▶ [EXERCISE OBJECTIVE]: Please extract every line of the data below that contains the word "plant".
******
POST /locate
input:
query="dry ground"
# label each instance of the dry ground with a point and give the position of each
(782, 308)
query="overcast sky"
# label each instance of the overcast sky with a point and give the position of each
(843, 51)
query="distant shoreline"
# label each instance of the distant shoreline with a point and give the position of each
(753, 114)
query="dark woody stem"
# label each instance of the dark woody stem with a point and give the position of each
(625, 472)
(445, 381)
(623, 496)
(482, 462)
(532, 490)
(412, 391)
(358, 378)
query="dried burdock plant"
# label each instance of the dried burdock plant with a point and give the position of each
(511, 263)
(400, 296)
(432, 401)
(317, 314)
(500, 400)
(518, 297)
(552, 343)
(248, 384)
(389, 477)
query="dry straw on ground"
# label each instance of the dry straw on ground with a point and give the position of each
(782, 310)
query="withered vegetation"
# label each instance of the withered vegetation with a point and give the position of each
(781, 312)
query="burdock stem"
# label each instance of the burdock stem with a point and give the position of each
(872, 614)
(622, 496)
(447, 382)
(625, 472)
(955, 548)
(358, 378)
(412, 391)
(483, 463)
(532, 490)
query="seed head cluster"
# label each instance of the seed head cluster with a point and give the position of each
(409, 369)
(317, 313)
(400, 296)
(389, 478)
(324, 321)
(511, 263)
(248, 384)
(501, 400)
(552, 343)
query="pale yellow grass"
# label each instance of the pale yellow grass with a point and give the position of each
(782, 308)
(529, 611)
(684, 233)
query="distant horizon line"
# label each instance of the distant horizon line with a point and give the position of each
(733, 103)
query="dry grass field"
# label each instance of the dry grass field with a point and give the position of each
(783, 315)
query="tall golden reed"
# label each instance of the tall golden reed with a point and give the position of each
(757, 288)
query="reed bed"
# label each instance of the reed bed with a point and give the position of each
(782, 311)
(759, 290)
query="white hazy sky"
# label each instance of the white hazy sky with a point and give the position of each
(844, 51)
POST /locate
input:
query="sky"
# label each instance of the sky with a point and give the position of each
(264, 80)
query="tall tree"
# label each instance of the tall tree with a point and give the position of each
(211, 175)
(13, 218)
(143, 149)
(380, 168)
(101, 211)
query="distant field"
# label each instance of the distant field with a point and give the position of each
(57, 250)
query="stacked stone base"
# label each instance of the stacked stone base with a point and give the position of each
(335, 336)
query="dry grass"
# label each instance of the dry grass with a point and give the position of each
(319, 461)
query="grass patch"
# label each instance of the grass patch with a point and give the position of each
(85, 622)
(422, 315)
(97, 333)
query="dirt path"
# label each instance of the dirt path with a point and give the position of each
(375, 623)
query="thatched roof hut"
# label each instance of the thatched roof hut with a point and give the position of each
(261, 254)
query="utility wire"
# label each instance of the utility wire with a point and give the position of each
******
▶ [FULL OUTPUT]:
query="dried burdock plant"
# label each instance of the dried burdock plant with a point and give the position of each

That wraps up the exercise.